╭─ EXTRACT TO READ

Adorno and Lang are huge names. But was Mr. Kluge truly lucky in his influences? His work, in recent translations, smells distinctly of the library. Engaged as Mr. Kluge may be — he has not one but two television programs, practices law, and thinks habitually about the nuts and bolts of the business of art — he seems to be viewing the present through the lens of Adorno’s critical theory.

Not yet available on DVD, the films of Mr. Kluge belong to the New German Cinema, of which he was a founding member, and a few experimental shorts, available online at the excellent Ubu Web site, anticipate the didactic side of more well-known artists like Fassbinder.

╰─
╭─ DATASET EXTRACT

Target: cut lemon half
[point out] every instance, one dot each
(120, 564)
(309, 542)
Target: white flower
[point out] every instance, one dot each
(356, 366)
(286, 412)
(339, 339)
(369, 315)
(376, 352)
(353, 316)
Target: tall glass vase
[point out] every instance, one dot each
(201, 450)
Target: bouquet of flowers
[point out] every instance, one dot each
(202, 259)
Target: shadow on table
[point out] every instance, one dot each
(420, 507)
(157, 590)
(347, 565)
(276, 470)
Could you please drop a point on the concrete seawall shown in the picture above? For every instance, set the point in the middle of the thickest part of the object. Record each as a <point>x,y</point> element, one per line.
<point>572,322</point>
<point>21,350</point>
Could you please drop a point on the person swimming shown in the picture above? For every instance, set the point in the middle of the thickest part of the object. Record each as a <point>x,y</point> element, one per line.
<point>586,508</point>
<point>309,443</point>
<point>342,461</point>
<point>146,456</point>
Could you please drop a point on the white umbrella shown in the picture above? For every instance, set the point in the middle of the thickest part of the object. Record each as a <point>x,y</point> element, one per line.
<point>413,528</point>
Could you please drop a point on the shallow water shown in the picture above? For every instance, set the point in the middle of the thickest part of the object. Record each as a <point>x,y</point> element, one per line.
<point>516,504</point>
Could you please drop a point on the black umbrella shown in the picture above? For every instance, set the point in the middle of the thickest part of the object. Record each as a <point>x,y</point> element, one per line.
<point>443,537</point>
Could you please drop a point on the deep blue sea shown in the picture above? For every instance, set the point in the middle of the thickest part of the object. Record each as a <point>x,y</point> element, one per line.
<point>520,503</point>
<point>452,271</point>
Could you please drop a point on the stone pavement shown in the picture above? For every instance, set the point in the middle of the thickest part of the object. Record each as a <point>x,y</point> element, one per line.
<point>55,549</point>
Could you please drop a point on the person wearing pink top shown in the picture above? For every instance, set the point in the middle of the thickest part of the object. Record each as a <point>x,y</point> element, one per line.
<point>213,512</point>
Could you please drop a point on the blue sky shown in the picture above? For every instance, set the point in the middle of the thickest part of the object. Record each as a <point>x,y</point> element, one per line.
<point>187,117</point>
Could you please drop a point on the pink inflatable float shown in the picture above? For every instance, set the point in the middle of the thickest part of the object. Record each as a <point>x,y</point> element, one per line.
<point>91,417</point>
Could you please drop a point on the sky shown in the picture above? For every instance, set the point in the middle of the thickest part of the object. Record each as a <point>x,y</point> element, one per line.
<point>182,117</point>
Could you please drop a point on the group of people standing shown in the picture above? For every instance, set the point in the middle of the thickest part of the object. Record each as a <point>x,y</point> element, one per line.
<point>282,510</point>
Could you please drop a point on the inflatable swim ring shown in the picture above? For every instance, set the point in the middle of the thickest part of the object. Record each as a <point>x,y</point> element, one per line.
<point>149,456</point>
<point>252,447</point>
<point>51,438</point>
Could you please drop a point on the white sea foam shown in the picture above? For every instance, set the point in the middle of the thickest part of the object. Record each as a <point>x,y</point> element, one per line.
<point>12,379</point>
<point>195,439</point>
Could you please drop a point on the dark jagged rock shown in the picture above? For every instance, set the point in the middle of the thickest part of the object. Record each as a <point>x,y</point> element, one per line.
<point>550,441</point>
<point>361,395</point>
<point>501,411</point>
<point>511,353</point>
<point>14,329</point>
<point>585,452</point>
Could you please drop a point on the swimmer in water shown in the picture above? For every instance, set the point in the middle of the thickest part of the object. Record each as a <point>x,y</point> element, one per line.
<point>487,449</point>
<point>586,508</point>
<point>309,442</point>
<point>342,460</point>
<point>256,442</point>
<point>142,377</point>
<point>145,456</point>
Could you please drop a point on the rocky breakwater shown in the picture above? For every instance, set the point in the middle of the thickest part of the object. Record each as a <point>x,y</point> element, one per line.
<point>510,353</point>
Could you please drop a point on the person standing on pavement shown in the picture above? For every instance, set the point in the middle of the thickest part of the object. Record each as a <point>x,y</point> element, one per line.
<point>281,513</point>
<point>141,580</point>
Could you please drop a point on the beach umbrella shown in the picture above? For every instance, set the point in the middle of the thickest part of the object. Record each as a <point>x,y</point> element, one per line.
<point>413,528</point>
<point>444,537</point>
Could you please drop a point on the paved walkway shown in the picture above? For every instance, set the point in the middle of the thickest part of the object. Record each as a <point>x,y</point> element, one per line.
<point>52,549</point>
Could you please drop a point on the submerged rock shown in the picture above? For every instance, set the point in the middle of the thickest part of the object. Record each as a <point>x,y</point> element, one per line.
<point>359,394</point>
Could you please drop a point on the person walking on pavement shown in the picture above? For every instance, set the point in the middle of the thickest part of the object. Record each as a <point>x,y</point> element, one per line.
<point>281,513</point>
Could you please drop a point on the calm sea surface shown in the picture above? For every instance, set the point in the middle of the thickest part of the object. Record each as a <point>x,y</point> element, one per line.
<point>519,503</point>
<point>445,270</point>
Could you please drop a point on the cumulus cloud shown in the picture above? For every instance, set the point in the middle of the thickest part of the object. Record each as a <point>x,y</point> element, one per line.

╰─

- APPLY WHAT YOU READ -
• 1. In the passage about Mr. Kluge, which film movement is he said to have been a founding member of?
• 2. Pick up the passage about Mr. Kluge after its final sentence and continue it.

- PER-TASK OUTPUTS -
• 1. The New German Cinema.

• 2.
But the flower of Mr. Kluge’s career is probably his first story collection, “Case Histories” (1962, revised 1974), available in a hard-to-find translation from Holmes & Meier Publishers. A new and, I think, hugely influential blend of fiction and nonfiction, Mr. Kluge’s typical case history tracks the personal life of a German individual before, during, and after World War II. “Sergeant Major Hans Peickert” follows the life of the anti-hero Peickert who, “trapped since birth” by the strict social classes of Prussia, views the war as a long-awaited opportunity for profiteering and corruption. “Mandorf” concerns a pale academic who finally gets to explore his personality when, toward the end of the war, he becomes the administrator of Crete. We learn a great many facts about these men; we even know how many reichsmarks Peickert makes from any given deal.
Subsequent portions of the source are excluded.